* BEGIN DATASET RECORDS *

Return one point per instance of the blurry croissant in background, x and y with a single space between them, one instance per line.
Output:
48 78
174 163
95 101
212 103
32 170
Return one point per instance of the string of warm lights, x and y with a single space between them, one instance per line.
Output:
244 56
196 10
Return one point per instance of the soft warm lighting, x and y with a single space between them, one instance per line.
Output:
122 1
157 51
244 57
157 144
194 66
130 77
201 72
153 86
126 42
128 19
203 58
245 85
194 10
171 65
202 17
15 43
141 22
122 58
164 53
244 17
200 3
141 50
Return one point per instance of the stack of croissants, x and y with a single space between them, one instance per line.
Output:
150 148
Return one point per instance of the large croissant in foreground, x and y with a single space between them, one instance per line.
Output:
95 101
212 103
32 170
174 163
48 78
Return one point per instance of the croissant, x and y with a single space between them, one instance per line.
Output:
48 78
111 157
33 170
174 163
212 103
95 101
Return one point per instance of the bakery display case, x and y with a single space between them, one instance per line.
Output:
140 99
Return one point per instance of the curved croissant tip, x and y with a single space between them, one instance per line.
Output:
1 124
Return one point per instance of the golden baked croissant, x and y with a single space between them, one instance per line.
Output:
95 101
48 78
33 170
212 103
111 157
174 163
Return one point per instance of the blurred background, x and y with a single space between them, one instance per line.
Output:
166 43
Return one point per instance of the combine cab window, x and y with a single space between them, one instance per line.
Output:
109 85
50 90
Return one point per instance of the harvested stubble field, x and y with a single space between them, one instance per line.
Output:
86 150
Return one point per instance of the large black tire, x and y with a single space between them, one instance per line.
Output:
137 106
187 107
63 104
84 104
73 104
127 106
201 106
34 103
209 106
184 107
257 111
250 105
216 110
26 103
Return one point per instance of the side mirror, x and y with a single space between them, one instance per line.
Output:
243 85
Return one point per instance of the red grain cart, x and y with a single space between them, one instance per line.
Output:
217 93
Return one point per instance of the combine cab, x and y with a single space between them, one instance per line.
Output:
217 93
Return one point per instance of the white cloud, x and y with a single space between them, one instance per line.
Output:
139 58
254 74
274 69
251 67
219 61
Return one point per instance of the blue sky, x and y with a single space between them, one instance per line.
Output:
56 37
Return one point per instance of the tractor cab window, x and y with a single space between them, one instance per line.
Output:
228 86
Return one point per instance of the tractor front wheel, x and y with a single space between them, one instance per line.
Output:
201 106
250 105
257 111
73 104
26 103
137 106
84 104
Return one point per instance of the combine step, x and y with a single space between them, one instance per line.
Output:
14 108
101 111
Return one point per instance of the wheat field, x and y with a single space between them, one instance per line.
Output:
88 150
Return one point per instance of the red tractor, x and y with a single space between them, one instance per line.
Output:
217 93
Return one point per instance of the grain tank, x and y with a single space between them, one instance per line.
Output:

* END DATASET RECORDS *

WORK TO DO: Please write out all the lines above again, replacing "a single space" with "one space" and leaving everything else unchanged.

PROBLEM SOLUTION:
Return one point per instance of the blurry croissant in background, x and y with one space between them, one instance per line.
Output:
48 78
174 163
95 101
212 103
32 170
Return one point per instance of the string of warm lights, x and y with one space between them, one instance per line.
Output:
244 56
196 10
Return one point per instance of the soft warm lighting, x and y with one space between them, one instance per line.
Output:
122 1
157 51
244 57
157 144
194 66
130 77
201 72
153 86
126 42
128 19
203 58
245 85
194 10
171 65
202 17
15 43
141 22
122 58
164 53
244 17
200 3
141 50
Return one point per instance of the stack of croissants, x and y with one space between them, one instance per line.
Output:
150 148
Return one point per instance of the large croissant in foreground, x and y with one space between them, one instance per line.
Output:
95 101
212 103
32 170
174 163
48 78
Return one point per instance of the croissant, x and y with one space between them, one instance per line.
Output:
48 78
111 157
33 170
174 163
212 103
95 101
Return one point per instance of the bakery display case, x and y with one space between them, one instance per line.
Output:
140 99
Return one point per instance of the curved croissant tip, x and y with one space between them, one instance per line.
Output:
1 124
Return one point per instance of the golden baked croissant, x and y with one space between them, one instance per line.
Output:
95 101
48 78
33 170
212 103
111 157
174 163
Return one point per instance of the blurred background, x and y with one space between them, one instance per line.
Output:
166 43
Return one point per instance of the combine cab window, x and y with one space between them, one instance per line.
Output:
109 85
50 90
Return one point per instance of the harvested stubble field, x and y with one space between them, one instance per line.
Output:
86 150
Return one point per instance of the large black tire, x and y with one space between them, one instance per line.
Output:
137 106
187 107
63 104
84 104
73 104
127 106
201 106
34 103
209 106
184 107
257 111
250 105
216 110
26 103
Return one point per instance of the side mirror, x and y with one space between them, one instance per line.
Output:
243 85
Return one point per instance of the red grain cart, x and y with one space between them, one instance per line.
Output:
217 93
Return one point per instance of the combine cab, x and y with one space between them, one instance per line.
Output:
217 93
Return one point per instance of the white cloud, x and y with one space between them, one instance per line.
Output:
139 58
254 74
274 69
251 67
219 61
Return one point per instance of the blue sky, x and y with one space between them, one instance per line.
Output:
56 37
Return one point per instance of the tractor cab window, x and y with one space between them, one instance per line.
Output:
228 86
Return one point per instance of the tractor front wheel, x and y with one space between them, one instance per line.
Output:
201 106
250 105
257 111
73 104
26 103
137 106
84 104
Return one point per instance of the combine step, x and y with one space between them, one instance per line.
Output:
14 108
101 111
Return one point per instance of the wheat field, x and y with one space between them, one instance per line.
Output:
88 150
Return one point per instance of the red tractor, x and y with one space between them, one instance per line.
Output:
217 93
Return one point per instance of the grain tank, x and y with one space between them, one instance per line.
Output:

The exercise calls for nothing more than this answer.